To-do list>
1 – In the gel stain removal guide, what grit of sandpaper goes on the orbital sander?
2 – From the gel stain removal guide, print the passage starting at "Step 1: Clean" and ending at "the wood grain.".

Quoted text>
Removing Gel Stain and Reveal Natural Wood

by Jenn
5 Materials
1 Week

Gel stain is a phenomenal invention. It applies thick rick color in a very even coat. But what happens when you are tired of the thick rich color? Some may believe that painting over the gel stain is the only option, but I am here to tell you that you can back to a natural wood look. Here's how I did it...

Cleaning and sanding the wood

*Special note about each of these steps, I did each one twice. I repeated each step before moving to the next one. 

Step 1: Clean cabinet surfaces with Krud Kutter. This will help the sander move over the wood better in the next step.

Step 2: Sand with Orbital Sander using 80 grit sandpaper

Stripping the wood

Step 3 - Time to Strip paint off the wood. I applied Citristrip with a roller brush and then covered it in plastic so the stripper could work into the wood before drying out.


Scraping off the stripper and stain

Step 4: After at least 30 minutes, you can scrape off the stripper. Scrape in the direction of the wood grain.

Data lines>
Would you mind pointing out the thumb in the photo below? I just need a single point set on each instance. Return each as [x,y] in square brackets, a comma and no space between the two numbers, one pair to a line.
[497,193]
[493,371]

Responses to the tasks>
1 – 80 grit

2 –
Step 1: Clean cabinet surfaces with Krud Kutter. This will help the sander move over the wood better in the next step.

Step 2: Sand with Orbital Sander using 80 grit sandpaper

Stripping the wood

Step 3 - Time to Strip paint off the wood. I applied Citristrip with a roller brush and then covered it in plastic so the stripper could work into the wood before drying out.


Scraping off the stripper and stain

Step 4: After at least 30 minutes, you can scrape off the stripper. Scrape in the direction of the wood grain.